**Work to be completed**
Rewrite the entries as a numbered list, from the first line through the line containing "248 85 L 248", with that line included. Leave out blank lines.

**Provided information**
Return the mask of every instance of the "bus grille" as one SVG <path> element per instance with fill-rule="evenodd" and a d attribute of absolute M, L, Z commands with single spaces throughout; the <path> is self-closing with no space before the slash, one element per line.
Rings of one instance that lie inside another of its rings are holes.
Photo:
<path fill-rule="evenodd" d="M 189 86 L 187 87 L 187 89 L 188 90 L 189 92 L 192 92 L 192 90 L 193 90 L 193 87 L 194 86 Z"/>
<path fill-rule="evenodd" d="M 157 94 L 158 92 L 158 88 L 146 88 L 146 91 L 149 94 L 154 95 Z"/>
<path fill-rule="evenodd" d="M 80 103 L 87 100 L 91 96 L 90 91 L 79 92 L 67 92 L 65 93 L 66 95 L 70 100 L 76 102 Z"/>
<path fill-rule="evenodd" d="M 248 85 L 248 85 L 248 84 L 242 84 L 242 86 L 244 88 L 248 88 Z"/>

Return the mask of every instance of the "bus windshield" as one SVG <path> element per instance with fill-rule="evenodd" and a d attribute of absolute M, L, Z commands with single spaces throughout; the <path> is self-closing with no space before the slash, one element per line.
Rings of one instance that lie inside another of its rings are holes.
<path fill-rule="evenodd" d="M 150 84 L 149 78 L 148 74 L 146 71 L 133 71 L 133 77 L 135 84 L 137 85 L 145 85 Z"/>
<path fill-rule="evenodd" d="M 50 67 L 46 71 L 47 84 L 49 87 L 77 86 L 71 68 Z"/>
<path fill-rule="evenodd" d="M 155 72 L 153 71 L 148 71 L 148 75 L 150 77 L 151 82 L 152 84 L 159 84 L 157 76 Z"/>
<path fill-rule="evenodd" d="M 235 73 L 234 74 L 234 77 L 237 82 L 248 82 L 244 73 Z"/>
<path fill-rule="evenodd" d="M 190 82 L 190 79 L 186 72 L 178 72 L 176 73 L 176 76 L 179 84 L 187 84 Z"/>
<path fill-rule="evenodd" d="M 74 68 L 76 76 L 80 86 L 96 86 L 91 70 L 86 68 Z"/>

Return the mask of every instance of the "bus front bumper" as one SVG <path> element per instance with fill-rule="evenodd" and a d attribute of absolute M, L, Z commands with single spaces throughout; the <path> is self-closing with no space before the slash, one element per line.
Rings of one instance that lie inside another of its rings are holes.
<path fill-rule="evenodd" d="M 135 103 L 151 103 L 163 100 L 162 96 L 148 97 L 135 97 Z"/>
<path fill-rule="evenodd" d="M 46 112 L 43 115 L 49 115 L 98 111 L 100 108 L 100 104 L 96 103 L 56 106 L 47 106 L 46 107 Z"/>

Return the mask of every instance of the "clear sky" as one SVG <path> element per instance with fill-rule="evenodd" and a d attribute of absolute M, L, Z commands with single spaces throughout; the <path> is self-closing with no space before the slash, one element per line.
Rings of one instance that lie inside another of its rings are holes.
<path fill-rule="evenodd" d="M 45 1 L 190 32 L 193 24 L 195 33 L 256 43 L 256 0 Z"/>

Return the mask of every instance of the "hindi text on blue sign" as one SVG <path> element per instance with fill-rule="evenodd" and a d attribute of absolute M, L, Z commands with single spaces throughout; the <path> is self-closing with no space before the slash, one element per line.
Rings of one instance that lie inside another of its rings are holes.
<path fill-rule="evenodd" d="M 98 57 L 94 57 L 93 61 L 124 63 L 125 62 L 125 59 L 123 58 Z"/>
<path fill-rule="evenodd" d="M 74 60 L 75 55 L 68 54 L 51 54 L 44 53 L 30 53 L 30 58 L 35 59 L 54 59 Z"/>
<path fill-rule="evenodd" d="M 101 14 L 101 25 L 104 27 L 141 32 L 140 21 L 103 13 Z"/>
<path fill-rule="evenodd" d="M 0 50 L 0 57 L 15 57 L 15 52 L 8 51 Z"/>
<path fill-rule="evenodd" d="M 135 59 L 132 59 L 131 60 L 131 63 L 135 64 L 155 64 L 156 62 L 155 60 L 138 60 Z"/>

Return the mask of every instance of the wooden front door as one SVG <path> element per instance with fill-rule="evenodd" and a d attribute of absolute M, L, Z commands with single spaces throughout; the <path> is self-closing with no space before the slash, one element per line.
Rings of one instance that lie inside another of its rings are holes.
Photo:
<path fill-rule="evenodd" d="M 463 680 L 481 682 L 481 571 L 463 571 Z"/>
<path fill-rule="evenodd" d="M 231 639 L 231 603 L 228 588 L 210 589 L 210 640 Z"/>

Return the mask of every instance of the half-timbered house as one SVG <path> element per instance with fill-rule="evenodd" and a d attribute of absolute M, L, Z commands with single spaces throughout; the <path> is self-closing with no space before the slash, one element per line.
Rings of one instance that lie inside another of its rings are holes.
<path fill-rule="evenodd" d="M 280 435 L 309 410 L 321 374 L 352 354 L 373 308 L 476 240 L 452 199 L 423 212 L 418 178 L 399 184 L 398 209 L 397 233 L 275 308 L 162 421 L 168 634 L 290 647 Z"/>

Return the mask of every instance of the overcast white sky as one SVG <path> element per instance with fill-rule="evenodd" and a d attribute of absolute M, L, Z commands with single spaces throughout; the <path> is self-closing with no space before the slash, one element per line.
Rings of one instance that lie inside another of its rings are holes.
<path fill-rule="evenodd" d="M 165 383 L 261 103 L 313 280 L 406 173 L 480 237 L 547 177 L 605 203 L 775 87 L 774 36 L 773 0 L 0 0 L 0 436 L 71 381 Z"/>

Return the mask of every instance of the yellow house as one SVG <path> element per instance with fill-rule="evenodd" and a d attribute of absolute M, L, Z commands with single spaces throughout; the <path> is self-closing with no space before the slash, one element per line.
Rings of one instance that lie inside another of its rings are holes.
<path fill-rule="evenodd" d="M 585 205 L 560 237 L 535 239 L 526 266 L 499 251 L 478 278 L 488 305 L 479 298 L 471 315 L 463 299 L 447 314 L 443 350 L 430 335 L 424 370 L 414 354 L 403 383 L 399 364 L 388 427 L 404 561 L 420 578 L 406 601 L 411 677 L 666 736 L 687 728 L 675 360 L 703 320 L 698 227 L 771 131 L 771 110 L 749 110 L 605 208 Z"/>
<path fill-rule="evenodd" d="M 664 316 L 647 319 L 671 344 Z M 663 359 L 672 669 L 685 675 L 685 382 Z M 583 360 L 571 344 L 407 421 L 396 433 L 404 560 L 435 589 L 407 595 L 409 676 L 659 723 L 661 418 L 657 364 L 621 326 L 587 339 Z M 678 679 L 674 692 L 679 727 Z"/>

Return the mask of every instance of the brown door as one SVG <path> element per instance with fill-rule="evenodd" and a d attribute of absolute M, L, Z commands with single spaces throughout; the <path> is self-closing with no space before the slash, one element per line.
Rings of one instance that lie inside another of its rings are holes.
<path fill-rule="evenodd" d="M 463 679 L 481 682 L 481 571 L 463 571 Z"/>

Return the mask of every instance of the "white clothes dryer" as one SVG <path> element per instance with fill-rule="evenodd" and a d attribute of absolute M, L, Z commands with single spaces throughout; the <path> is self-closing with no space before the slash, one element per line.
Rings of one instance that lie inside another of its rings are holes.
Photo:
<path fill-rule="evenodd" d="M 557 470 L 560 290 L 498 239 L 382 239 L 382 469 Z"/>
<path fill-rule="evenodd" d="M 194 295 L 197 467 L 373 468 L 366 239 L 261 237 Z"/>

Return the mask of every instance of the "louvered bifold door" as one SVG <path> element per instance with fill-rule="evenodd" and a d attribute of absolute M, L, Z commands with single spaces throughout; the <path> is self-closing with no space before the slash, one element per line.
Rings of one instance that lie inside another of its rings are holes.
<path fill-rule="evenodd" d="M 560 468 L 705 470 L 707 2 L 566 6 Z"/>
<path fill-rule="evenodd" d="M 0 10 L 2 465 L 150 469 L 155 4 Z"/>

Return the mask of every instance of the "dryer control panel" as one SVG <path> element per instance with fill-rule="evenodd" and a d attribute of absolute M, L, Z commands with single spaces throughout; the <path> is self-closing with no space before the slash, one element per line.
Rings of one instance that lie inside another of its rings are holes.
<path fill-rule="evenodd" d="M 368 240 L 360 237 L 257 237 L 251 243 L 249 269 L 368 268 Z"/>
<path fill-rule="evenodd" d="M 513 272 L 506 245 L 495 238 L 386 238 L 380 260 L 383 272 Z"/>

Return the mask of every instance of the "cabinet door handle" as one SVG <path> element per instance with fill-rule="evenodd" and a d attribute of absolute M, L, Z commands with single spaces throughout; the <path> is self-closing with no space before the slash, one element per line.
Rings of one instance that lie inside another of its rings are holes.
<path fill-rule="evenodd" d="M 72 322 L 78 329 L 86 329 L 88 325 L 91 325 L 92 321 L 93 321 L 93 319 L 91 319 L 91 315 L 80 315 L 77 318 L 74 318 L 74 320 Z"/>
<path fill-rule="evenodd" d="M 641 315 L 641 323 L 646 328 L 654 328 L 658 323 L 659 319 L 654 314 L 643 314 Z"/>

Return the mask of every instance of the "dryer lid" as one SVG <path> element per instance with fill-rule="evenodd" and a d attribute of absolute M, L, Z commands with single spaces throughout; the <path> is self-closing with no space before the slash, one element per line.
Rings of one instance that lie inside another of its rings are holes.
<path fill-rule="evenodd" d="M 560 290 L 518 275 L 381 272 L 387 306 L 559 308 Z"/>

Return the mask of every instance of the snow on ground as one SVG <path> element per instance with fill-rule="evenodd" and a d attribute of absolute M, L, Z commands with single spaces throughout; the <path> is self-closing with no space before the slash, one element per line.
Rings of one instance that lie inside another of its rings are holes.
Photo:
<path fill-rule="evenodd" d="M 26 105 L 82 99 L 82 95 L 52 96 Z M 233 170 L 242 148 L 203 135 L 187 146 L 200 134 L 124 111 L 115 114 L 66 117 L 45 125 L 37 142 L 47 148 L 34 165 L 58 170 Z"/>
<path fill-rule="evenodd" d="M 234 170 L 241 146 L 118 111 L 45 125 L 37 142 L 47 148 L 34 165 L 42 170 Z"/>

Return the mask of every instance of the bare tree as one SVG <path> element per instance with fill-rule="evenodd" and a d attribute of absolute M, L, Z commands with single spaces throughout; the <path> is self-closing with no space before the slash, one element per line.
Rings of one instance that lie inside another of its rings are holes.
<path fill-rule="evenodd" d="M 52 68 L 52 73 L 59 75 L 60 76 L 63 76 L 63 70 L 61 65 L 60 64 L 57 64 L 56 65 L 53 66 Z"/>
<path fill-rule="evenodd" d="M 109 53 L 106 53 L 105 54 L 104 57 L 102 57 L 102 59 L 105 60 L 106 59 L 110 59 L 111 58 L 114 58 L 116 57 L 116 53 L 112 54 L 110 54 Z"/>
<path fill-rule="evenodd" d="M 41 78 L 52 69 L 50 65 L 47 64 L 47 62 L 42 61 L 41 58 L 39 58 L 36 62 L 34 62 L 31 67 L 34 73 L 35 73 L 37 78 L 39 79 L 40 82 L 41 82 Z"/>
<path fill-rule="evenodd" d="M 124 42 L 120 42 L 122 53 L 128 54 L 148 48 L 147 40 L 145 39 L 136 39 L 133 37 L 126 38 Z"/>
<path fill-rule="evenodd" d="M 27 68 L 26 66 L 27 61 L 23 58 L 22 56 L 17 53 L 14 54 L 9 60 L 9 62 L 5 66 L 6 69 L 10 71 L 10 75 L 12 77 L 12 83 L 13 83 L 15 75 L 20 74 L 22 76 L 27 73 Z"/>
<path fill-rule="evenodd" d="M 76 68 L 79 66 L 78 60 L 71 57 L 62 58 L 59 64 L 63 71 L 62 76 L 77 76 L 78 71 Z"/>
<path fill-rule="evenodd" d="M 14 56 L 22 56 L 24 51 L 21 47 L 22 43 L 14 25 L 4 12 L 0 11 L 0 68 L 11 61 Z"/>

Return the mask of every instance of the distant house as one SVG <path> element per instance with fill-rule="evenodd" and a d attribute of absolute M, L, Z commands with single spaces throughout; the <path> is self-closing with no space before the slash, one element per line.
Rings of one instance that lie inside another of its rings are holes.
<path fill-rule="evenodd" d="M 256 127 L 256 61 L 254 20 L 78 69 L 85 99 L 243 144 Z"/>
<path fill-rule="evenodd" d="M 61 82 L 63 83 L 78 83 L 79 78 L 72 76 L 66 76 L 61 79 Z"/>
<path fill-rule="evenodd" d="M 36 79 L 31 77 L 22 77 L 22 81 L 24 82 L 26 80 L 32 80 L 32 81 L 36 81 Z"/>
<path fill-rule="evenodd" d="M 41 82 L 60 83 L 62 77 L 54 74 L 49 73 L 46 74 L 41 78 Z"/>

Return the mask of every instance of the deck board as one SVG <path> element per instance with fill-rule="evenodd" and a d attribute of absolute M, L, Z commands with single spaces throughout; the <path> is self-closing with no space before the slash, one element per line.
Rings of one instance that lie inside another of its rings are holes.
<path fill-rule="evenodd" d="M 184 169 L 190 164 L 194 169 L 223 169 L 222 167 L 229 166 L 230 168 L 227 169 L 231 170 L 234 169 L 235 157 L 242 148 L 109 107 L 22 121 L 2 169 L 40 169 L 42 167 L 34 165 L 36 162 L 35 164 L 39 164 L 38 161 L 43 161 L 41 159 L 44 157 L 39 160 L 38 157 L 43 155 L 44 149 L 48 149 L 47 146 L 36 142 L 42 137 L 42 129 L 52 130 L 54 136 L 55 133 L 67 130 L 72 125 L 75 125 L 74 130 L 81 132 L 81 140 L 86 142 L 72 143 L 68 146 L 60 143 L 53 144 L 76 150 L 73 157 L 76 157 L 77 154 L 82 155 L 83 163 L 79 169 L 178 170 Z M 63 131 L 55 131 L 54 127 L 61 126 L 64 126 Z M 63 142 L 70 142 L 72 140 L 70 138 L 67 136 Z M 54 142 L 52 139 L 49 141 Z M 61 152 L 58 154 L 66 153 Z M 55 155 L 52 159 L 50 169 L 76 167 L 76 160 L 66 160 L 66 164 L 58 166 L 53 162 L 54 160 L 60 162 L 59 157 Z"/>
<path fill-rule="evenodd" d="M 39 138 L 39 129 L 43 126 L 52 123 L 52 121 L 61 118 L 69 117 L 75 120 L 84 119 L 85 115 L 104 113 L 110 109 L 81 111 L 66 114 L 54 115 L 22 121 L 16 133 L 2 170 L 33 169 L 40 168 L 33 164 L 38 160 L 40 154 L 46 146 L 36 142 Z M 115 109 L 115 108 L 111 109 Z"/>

**Full answer**
1. Return the mask of every instance of the "bus grille" as one SVG <path> element per instance with fill-rule="evenodd" and a d attribute of absolute M, L, Z commands with single spaces throughout; the <path> is self-closing with no space before the slash, one element per line.
2. Rings of one instance that lie inside another of its rings are holes.
3. Photo:
4. <path fill-rule="evenodd" d="M 189 86 L 187 87 L 187 89 L 188 90 L 189 92 L 192 92 L 192 90 L 193 90 L 193 87 L 194 86 Z"/>
5. <path fill-rule="evenodd" d="M 157 94 L 158 92 L 158 88 L 146 88 L 146 91 L 149 94 L 154 95 Z"/>
6. <path fill-rule="evenodd" d="M 80 103 L 87 100 L 91 96 L 90 91 L 79 92 L 67 92 L 65 93 L 66 95 L 70 100 L 76 102 Z"/>
7. <path fill-rule="evenodd" d="M 248 85 L 248 85 L 248 84 L 242 84 L 242 86 L 244 88 L 248 88 Z"/>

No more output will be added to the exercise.